What the task asks —
Starting at the line that contains "Please pick out the sky" and ending at the last of the lines below, give those lines as a numbered list with blank lines skipped and the pictures left out.

Rows —

------------------------------------------------------------

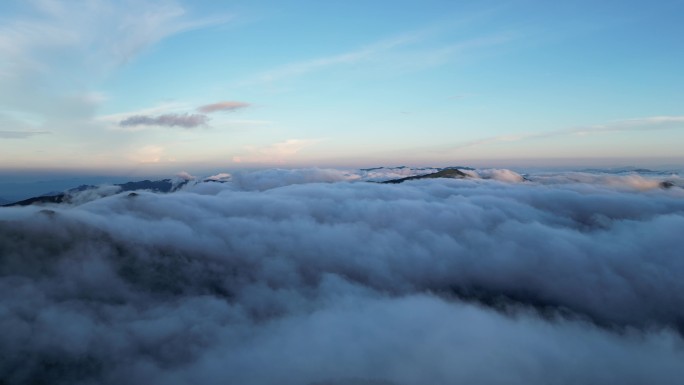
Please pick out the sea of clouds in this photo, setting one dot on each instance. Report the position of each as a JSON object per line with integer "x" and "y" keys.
{"x": 321, "y": 277}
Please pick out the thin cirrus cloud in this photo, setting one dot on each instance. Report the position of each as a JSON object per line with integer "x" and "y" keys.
{"x": 627, "y": 125}
{"x": 227, "y": 106}
{"x": 20, "y": 134}
{"x": 166, "y": 120}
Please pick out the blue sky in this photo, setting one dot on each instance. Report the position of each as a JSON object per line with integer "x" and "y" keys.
{"x": 206, "y": 85}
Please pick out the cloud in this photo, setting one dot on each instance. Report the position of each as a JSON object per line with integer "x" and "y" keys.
{"x": 425, "y": 282}
{"x": 640, "y": 124}
{"x": 55, "y": 53}
{"x": 20, "y": 134}
{"x": 276, "y": 152}
{"x": 222, "y": 106}
{"x": 393, "y": 53}
{"x": 166, "y": 120}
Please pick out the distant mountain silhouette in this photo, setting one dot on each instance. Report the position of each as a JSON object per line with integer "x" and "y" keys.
{"x": 160, "y": 186}
{"x": 452, "y": 173}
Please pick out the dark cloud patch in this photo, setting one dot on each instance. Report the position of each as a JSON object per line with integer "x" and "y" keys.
{"x": 275, "y": 277}
{"x": 166, "y": 120}
{"x": 20, "y": 134}
{"x": 223, "y": 106}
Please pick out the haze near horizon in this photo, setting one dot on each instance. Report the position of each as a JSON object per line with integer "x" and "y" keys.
{"x": 104, "y": 86}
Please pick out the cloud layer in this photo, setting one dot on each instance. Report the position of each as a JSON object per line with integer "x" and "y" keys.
{"x": 222, "y": 106}
{"x": 166, "y": 120}
{"x": 275, "y": 277}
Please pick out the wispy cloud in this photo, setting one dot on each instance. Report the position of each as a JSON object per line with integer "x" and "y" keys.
{"x": 167, "y": 120}
{"x": 394, "y": 52}
{"x": 639, "y": 124}
{"x": 223, "y": 106}
{"x": 55, "y": 52}
{"x": 20, "y": 134}
{"x": 276, "y": 152}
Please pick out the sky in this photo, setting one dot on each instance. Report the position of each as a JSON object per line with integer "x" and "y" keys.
{"x": 164, "y": 86}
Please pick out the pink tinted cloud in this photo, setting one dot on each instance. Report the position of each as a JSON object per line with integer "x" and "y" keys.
{"x": 223, "y": 106}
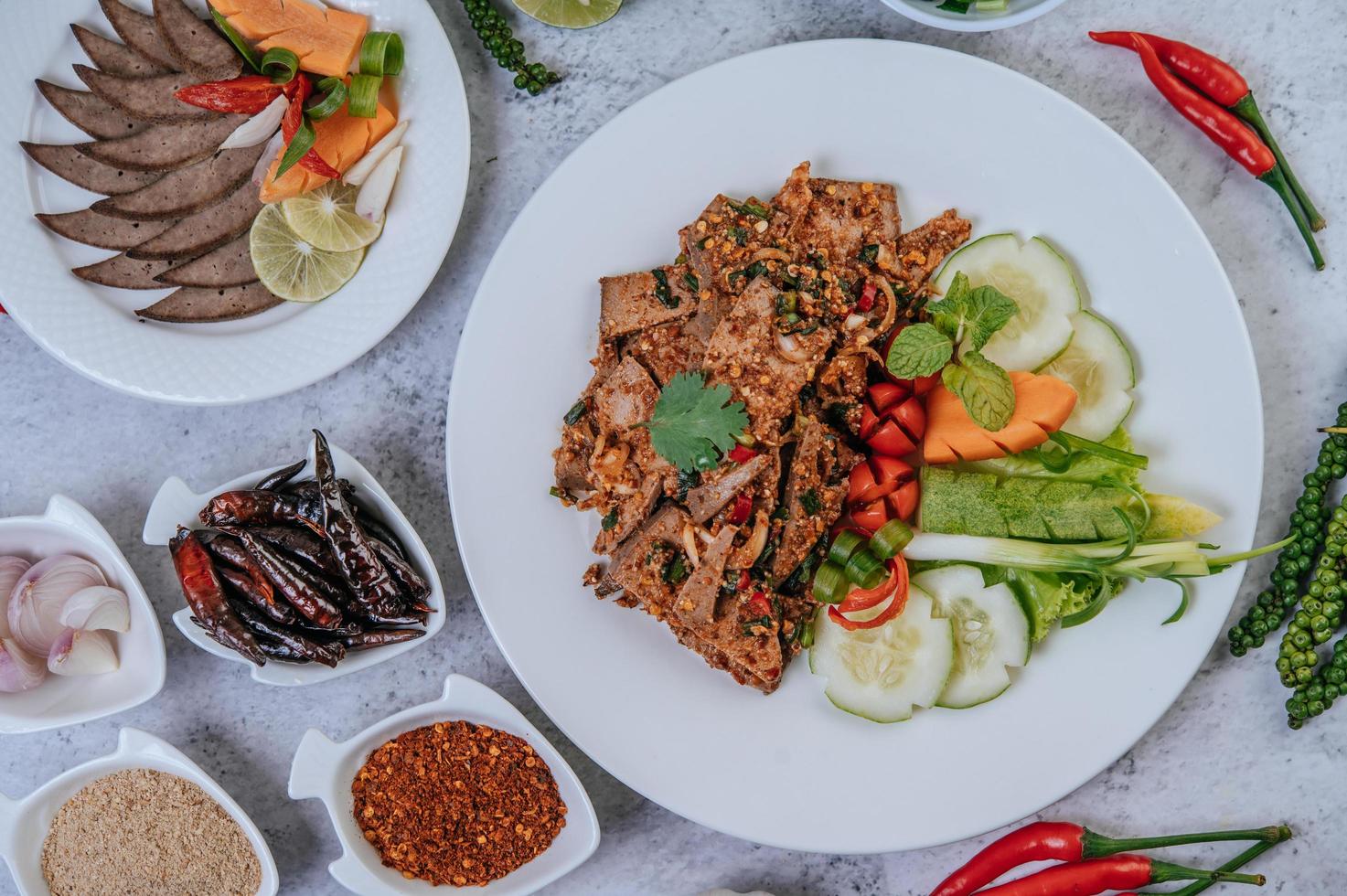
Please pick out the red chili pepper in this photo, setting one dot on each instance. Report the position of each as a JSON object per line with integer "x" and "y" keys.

------------------------------------------------------------

Task result —
1. Please pick out the sky in this photo, setting one dot on each instance. Report the position of each as a JSON object per line with integer "x" and "y" keys.
2. {"x": 164, "y": 86}
3. Please pick out the pink tinted cloud in this photo, setting one dot on each instance. Report the position of each as a JSON object per line with integer "x" and "y" keys.
4. {"x": 223, "y": 106}
5. Please pick out the red chili pepper in this photo, setting one dot on each instance. Report the position of each as a JSON object per line with integer "x" and "y" keys.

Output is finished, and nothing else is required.